#### REQUIREMENT:
The result should be every line in the data below that carries the string "rock".

(SOURCE DATA begins)

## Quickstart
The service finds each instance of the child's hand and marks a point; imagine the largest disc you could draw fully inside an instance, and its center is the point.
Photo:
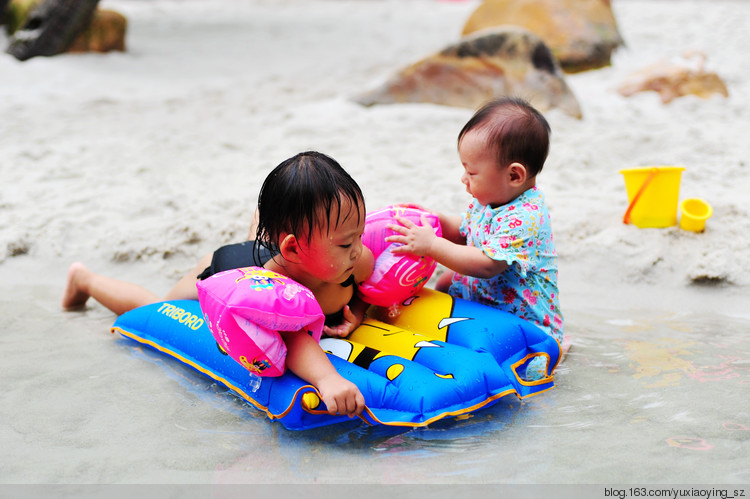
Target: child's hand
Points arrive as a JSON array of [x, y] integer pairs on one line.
[[341, 396], [416, 239], [349, 324]]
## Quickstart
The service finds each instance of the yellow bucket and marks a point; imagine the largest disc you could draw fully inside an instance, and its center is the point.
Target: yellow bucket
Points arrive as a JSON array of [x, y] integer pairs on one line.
[[694, 213], [653, 192]]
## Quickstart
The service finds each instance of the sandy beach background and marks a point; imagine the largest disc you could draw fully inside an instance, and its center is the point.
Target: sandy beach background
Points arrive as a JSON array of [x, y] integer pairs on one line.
[[139, 163]]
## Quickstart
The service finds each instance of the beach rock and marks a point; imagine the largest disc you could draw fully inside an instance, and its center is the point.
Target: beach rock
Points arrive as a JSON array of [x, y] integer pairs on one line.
[[51, 27], [676, 78], [105, 32], [502, 61], [582, 34]]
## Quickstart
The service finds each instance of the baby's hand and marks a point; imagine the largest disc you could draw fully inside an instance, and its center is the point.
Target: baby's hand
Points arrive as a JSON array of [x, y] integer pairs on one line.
[[341, 396], [416, 239], [349, 324]]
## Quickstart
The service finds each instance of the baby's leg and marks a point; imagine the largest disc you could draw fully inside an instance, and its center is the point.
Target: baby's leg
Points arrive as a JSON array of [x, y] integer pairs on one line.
[[118, 296], [185, 288]]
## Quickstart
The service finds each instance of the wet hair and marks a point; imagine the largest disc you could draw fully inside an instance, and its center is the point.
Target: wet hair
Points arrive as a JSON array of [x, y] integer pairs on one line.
[[516, 132], [300, 195]]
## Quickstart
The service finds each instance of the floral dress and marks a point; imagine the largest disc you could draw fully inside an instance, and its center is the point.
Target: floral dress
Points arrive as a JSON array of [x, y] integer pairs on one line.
[[520, 234]]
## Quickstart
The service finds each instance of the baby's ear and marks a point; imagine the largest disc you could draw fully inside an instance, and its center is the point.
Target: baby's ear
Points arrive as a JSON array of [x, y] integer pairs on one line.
[[517, 173], [289, 248]]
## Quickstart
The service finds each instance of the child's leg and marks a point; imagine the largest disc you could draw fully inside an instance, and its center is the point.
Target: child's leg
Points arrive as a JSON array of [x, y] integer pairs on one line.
[[118, 296]]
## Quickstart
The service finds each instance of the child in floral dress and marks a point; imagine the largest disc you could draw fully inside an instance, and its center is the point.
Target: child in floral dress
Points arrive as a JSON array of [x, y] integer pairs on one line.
[[501, 252]]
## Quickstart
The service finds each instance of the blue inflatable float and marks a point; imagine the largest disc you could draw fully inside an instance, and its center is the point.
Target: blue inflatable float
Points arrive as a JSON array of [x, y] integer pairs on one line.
[[441, 357]]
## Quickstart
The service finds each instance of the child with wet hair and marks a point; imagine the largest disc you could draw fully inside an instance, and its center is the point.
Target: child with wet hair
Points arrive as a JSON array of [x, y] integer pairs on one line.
[[310, 220]]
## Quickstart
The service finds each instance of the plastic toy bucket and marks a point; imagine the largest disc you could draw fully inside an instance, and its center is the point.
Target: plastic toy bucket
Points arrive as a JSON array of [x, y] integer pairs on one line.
[[694, 213], [653, 192]]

(SOURCE DATA ends)

#### ANSWER AREA:
The service finds each instance of the beach rock and marks a point; imagine the largest disc you could draw fully inside an instance, and its center is the point.
Target: beach rock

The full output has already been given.